··· DATA SHOWN

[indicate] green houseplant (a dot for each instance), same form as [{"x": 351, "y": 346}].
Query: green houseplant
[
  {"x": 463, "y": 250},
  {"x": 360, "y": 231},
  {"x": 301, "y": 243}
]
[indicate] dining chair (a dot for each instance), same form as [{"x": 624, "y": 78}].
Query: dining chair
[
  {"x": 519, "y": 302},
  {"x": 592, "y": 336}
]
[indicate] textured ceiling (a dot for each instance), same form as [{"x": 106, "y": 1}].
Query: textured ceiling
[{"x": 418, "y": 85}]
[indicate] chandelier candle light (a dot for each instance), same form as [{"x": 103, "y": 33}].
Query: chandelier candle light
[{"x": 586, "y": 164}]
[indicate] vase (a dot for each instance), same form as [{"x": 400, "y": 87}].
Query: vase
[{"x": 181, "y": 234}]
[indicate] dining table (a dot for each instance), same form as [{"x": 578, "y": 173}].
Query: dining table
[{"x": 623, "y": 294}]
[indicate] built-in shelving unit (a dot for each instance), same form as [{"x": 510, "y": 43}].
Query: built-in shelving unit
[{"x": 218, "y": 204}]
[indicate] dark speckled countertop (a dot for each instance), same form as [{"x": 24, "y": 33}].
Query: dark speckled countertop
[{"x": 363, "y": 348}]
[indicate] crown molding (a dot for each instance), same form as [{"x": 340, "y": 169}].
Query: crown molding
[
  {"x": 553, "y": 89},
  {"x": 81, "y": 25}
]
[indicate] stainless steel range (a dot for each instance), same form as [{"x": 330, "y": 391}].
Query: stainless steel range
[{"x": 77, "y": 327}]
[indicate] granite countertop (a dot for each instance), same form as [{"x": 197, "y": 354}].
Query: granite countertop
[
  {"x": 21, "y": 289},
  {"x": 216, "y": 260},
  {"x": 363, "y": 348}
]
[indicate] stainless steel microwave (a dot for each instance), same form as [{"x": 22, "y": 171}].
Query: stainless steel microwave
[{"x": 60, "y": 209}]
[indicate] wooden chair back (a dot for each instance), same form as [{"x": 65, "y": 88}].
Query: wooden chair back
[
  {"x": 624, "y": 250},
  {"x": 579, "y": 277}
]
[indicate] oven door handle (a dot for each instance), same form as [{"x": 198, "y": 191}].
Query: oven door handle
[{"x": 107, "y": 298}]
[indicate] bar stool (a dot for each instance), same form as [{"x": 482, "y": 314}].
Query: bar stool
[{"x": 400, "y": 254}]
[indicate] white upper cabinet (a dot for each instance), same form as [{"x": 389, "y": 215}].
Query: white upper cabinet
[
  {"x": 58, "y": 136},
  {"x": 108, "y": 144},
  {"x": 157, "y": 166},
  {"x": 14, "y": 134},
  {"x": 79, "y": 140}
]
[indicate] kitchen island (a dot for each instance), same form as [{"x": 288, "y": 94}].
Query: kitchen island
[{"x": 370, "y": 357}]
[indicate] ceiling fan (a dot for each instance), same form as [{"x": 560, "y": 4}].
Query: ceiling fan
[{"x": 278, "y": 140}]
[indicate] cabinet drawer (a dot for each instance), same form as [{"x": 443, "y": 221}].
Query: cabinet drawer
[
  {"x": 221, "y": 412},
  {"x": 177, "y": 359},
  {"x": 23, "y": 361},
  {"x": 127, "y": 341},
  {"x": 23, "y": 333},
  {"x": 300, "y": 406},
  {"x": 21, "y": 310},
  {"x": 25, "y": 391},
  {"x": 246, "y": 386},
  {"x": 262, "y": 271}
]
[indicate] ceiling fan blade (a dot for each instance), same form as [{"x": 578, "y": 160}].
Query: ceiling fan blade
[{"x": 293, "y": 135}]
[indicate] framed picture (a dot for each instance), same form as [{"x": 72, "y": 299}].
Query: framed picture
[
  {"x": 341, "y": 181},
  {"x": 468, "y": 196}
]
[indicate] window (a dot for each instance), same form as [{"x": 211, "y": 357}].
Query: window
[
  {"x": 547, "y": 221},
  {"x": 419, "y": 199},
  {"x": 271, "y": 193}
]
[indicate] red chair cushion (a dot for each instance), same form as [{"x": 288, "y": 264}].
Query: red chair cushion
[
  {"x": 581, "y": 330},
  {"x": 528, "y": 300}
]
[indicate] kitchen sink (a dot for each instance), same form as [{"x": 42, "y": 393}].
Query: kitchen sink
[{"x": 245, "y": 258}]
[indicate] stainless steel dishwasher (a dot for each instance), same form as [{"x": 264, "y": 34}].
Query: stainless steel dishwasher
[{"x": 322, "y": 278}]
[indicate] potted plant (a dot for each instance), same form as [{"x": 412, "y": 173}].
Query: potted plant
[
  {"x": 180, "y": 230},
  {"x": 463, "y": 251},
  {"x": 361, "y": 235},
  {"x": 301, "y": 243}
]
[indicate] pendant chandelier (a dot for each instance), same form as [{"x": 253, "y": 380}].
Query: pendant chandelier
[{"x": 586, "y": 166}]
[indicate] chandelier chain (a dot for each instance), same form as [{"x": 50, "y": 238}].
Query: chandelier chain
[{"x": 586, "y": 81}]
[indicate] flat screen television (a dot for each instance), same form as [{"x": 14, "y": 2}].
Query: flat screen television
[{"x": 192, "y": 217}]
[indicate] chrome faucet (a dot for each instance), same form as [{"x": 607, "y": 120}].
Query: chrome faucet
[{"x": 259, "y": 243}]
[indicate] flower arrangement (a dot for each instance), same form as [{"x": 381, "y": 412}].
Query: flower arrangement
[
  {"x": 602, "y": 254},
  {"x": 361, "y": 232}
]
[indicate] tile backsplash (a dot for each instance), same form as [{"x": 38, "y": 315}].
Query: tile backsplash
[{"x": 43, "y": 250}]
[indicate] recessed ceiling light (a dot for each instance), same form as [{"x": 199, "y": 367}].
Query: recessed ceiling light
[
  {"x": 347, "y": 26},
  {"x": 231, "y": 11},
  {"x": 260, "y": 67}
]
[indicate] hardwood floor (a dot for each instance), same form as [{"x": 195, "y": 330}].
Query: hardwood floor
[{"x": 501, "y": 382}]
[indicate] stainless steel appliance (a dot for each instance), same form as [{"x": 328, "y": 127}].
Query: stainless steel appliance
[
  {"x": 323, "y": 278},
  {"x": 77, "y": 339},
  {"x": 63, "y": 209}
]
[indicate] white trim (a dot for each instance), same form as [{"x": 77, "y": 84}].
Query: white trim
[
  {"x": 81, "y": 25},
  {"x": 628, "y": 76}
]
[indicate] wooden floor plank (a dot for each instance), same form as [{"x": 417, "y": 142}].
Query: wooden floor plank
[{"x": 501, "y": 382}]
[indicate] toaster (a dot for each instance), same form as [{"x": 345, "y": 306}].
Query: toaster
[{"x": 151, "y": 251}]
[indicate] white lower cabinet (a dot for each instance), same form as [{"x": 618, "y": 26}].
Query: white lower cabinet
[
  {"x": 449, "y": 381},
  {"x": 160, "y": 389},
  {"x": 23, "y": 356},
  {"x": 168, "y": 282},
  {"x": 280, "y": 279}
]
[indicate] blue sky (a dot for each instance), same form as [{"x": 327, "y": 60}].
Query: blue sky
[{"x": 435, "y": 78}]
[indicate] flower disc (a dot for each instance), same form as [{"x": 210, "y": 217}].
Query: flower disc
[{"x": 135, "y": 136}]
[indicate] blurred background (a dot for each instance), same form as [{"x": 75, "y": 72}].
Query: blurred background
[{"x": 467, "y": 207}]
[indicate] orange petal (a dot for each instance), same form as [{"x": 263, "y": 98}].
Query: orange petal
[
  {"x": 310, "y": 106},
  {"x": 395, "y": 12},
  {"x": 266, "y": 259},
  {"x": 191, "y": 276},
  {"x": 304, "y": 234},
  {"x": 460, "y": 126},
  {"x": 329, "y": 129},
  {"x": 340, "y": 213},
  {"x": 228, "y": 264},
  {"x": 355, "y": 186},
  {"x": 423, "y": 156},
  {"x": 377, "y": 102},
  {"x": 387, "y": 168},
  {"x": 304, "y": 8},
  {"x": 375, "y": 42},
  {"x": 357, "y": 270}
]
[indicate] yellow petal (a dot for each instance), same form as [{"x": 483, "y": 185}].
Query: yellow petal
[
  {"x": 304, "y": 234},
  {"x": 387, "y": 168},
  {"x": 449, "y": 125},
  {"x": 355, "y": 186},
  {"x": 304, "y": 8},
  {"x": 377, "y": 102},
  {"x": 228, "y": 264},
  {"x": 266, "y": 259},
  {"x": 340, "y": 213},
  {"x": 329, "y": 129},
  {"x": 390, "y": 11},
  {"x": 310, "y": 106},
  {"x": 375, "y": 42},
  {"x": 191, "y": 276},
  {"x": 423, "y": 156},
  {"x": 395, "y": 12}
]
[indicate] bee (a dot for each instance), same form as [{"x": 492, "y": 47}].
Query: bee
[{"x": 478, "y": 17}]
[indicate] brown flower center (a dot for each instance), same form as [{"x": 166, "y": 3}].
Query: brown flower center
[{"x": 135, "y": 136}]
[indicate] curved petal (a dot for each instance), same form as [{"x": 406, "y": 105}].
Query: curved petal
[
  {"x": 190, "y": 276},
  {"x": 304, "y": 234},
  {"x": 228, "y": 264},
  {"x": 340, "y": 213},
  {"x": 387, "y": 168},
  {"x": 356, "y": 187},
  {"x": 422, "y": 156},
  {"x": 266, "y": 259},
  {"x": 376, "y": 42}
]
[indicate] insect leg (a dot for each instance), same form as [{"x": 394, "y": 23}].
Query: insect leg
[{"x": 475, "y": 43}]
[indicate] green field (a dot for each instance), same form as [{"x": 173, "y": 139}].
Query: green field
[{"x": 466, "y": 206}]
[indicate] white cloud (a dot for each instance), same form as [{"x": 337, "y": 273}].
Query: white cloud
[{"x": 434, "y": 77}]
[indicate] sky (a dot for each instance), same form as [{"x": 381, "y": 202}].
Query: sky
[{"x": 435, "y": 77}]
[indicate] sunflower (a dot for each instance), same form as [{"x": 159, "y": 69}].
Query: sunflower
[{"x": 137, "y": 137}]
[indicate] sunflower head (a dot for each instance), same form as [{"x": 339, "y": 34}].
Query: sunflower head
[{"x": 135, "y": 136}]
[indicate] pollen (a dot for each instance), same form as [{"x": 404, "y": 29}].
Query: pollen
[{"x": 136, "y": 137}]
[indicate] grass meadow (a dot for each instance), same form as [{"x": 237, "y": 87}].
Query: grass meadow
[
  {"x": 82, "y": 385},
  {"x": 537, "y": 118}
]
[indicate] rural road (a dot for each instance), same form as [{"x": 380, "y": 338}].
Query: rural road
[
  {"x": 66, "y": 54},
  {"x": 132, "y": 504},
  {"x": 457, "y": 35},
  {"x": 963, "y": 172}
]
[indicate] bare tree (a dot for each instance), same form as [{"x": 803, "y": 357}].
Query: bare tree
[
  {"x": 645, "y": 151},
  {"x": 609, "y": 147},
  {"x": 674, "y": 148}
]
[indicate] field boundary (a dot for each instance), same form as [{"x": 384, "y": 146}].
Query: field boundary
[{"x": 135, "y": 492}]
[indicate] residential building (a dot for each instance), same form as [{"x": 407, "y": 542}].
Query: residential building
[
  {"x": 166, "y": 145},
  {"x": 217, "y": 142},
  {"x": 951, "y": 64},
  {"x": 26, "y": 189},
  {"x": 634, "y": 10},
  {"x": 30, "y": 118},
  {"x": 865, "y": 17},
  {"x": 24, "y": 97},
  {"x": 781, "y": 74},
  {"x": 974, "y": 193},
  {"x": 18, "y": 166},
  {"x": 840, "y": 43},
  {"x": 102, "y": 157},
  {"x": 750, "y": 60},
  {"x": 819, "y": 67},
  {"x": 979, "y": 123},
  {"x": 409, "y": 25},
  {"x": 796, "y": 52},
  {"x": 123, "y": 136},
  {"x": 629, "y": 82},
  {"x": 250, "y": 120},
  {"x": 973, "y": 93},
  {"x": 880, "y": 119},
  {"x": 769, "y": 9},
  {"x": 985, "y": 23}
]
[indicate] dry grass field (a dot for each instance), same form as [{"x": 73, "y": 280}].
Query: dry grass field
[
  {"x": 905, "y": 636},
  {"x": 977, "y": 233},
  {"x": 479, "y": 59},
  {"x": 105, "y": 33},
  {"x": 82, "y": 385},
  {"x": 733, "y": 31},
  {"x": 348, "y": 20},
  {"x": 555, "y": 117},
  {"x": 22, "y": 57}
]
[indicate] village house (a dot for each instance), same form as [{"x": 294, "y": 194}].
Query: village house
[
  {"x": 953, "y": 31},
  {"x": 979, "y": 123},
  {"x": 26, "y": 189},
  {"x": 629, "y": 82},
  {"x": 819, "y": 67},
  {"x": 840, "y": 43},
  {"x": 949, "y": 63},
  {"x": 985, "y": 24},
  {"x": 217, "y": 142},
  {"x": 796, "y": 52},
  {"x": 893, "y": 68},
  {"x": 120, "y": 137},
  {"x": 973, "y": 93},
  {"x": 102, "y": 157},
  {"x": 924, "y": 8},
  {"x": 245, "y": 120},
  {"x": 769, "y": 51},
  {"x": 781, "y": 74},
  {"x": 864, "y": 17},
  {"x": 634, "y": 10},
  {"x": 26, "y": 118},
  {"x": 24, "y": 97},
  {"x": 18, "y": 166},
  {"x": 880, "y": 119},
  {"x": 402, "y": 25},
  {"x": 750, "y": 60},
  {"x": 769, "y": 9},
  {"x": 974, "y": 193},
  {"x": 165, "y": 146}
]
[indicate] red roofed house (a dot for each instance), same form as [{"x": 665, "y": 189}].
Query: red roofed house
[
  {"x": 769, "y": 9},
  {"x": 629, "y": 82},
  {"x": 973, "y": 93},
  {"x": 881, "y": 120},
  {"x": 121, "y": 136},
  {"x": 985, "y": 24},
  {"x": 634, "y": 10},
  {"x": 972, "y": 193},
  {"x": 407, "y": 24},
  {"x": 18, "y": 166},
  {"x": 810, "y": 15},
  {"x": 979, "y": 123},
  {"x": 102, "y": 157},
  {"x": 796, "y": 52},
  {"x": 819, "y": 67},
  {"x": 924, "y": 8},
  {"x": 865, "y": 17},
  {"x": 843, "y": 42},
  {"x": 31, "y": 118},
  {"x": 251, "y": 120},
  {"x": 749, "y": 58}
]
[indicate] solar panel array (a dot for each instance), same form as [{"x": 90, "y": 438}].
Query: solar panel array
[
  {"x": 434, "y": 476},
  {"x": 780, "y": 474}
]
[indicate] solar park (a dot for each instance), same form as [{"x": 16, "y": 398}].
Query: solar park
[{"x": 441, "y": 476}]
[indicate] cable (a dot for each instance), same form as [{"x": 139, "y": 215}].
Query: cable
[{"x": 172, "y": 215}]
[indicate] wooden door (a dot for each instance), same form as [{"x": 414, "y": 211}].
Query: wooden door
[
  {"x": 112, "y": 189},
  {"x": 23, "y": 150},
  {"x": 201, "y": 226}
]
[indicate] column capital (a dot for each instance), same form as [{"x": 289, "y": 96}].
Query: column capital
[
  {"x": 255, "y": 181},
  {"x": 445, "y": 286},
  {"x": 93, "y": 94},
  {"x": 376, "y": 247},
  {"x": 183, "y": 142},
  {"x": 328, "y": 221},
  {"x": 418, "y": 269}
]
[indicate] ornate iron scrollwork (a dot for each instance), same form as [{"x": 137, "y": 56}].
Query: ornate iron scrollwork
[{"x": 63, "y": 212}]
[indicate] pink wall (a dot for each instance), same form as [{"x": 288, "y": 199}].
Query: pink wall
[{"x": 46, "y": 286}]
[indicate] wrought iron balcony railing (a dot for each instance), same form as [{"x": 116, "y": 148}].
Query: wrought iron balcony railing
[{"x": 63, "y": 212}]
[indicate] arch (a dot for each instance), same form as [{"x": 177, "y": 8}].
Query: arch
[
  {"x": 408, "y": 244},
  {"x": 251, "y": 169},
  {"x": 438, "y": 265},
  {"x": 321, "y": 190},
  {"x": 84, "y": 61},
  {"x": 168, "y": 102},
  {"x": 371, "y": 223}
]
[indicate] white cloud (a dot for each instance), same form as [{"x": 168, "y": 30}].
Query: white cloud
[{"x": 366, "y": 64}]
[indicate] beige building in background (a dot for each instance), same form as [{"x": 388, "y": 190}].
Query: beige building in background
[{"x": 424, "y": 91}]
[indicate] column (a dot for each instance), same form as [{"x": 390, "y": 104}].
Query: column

······

INSTRUCTION »
Keep only the lines from the one containing "[indicate] wrought iron" to the end of the entries, and repeat them exactly.

FINAL ANSWER »
[indicate] wrought iron balcony railing (a dot for each instance), same form as [{"x": 116, "y": 148}].
Query: wrought iron balcony railing
[{"x": 63, "y": 212}]
[indicate] arch (a dot for each instance), same form as [{"x": 177, "y": 8}].
Query: arch
[
  {"x": 408, "y": 244},
  {"x": 251, "y": 169},
  {"x": 438, "y": 265},
  {"x": 321, "y": 190},
  {"x": 84, "y": 61},
  {"x": 168, "y": 102},
  {"x": 371, "y": 223}
]
[indicate] white cloud (a dot for each instance), same form as [{"x": 168, "y": 30}].
Query: white cloud
[{"x": 366, "y": 64}]
[indicate] beige building in background (a dot for each instance), same form as [{"x": 388, "y": 190}].
Query: beige building in background
[{"x": 424, "y": 91}]
[indicate] column (a dot for each instance), same form as [{"x": 390, "y": 104}].
Query: column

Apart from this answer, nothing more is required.